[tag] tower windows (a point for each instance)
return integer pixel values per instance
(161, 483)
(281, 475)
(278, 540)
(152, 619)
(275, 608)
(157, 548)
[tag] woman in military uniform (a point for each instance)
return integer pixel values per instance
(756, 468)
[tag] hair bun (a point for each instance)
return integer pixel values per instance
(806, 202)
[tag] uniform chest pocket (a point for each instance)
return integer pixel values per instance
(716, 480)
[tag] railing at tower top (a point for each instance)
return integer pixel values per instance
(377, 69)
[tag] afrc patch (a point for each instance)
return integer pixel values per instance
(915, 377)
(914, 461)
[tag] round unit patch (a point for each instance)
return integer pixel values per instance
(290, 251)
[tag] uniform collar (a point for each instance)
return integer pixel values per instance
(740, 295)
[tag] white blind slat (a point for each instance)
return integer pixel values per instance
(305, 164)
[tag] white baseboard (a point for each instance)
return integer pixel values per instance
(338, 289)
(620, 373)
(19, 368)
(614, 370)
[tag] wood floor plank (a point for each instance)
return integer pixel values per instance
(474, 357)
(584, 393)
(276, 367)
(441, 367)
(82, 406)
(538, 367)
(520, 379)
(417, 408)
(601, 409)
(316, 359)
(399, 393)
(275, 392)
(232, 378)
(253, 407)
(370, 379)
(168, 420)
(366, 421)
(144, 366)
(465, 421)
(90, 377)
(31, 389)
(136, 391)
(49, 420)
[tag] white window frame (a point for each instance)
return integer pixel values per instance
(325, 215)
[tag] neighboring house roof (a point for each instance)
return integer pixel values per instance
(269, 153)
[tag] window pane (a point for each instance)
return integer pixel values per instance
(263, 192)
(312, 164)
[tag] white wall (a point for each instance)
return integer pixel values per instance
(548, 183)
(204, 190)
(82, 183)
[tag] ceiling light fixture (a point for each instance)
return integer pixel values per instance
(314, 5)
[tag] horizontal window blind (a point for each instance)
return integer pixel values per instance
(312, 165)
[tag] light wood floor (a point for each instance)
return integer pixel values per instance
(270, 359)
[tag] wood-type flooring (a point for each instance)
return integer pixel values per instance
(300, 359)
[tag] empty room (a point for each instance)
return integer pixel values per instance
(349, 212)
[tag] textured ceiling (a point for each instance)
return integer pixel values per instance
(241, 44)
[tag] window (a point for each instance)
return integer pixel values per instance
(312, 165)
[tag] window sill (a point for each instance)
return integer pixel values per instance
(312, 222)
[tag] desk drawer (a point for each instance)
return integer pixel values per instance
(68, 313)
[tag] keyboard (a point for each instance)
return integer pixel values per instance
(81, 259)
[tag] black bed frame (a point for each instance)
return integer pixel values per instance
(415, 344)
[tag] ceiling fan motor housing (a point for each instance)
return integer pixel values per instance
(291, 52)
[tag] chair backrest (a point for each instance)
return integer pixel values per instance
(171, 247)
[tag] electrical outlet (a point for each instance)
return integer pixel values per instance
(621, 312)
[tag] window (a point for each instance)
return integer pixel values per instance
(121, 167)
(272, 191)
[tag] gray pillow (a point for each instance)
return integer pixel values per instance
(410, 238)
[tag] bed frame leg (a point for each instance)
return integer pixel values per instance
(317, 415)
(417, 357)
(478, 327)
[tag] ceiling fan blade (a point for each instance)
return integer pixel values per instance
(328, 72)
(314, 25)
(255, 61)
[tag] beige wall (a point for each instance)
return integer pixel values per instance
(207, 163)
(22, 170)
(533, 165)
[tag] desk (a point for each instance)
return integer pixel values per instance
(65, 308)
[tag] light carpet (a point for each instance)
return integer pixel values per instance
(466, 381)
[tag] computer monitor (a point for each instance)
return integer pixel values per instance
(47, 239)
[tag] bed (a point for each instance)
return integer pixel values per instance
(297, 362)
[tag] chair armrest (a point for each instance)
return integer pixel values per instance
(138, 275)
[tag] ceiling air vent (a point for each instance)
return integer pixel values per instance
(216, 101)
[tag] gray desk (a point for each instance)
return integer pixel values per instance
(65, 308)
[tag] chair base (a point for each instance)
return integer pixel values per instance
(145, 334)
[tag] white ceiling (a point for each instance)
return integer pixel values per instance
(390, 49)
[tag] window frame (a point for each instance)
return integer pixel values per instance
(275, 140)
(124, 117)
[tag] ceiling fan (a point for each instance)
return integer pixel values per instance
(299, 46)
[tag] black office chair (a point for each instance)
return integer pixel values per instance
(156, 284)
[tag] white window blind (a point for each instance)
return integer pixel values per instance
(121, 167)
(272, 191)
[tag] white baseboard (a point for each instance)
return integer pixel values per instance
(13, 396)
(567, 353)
########################################
## Problem
Reply with the count alone: how many lines of the records contain the string "patch"?

## Answer space
2